▸ THE TASK: Only the lines from the one containing "In this photo, each instance of the white" through the last line of the data are to be written out, exactly and in full.

═══ DATA IN THIS EXERCISE

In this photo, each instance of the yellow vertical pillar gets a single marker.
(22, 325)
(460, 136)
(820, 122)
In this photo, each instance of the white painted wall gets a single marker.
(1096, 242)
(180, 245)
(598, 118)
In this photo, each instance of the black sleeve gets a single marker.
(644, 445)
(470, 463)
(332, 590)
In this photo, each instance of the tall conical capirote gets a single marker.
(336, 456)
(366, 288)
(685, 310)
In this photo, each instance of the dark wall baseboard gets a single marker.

══════

▸ RESPONSE:
In this photo, each instance of the white painted wall gets a single marker.
(1096, 242)
(180, 245)
(598, 118)
In this photo, each instance of the black sleeve gets a single marker.
(644, 445)
(470, 463)
(332, 590)
In this photo, each instance of the tall conical capirote gets a single marker.
(336, 456)
(366, 288)
(685, 310)
In this photo, each instance of the dark wall baseboard gets a single marker.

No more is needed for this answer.